● **MATERIAL SUPPLIED**
═══

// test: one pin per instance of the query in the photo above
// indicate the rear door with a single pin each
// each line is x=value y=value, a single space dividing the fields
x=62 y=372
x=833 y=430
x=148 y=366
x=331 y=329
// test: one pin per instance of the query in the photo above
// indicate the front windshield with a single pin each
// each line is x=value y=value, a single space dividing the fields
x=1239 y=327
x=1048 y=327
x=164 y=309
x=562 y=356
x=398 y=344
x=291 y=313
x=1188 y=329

═══

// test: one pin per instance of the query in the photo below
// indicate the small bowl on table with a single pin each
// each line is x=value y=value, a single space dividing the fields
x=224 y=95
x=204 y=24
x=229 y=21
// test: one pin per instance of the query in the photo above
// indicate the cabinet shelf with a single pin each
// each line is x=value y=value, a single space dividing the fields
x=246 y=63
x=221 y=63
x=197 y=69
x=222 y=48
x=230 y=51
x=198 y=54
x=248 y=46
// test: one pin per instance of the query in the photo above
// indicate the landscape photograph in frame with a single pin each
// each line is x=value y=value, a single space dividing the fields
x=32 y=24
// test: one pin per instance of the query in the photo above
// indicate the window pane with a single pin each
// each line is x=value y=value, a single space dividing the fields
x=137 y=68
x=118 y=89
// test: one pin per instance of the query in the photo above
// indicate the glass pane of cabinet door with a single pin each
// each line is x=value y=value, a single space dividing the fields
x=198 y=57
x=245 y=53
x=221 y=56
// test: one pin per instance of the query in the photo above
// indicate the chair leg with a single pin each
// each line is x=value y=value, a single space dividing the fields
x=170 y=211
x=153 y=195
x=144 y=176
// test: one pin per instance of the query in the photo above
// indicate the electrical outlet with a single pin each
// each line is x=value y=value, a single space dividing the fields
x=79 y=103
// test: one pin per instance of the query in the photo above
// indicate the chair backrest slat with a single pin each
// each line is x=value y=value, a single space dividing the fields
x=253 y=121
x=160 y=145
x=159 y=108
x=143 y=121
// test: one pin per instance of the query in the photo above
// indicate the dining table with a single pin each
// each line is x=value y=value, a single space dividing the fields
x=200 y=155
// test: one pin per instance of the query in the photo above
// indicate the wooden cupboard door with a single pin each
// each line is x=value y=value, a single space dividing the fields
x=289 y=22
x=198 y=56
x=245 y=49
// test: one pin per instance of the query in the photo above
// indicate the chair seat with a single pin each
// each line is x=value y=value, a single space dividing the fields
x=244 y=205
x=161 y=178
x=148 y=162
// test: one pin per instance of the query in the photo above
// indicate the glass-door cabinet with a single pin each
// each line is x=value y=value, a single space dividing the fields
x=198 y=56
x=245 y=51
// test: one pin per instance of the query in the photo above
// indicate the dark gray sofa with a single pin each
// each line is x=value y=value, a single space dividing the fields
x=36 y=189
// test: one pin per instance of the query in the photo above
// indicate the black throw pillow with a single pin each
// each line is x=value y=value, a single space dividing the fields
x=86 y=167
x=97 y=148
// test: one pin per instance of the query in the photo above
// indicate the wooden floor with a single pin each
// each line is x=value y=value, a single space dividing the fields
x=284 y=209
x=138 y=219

═══

● **DIRECTIONS**
From the records above, reproduce exactly the lines from the one with "on table with a single pin each" to the one with "outlet with a single pin each", both included, and no others.

● **OUTPUT**
// indicate the small bowl on table with a single pin each
// each line is x=value y=value, a single space dividing the fields
x=224 y=95
x=204 y=24
x=229 y=21
// test: one pin per instance of the query in the photo above
// indicate the cabinet shelf with a single pin each
// each line is x=value y=value, a single space dividing the fields
x=246 y=63
x=221 y=63
x=197 y=69
x=222 y=48
x=230 y=51
x=198 y=54
x=248 y=46
// test: one pin per instance of the query in the photo above
// indicate the landscape photograph in frame with a single pin each
// each line is x=value y=value, a single space dividing the fields
x=32 y=24
// test: one pin per instance of the query in the photo above
// indicate the window pane with a single pin each
// each line is x=value y=value, a single space dividing the fields
x=137 y=68
x=118 y=89
// test: one pin per instance of the query in the photo above
// indicate the glass pane of cabinet door with a single pin each
// each line is x=value y=value, a single space dividing the fields
x=198 y=57
x=245 y=53
x=221 y=56
// test: one pin per instance of the query in the photo above
// indicate the chair leg with a single pin each
// each line is x=value y=value, a single space dividing the fields
x=170 y=211
x=153 y=195
x=144 y=176
// test: one pin per instance of the query in the photo above
// indicate the electrical outlet with a single pin each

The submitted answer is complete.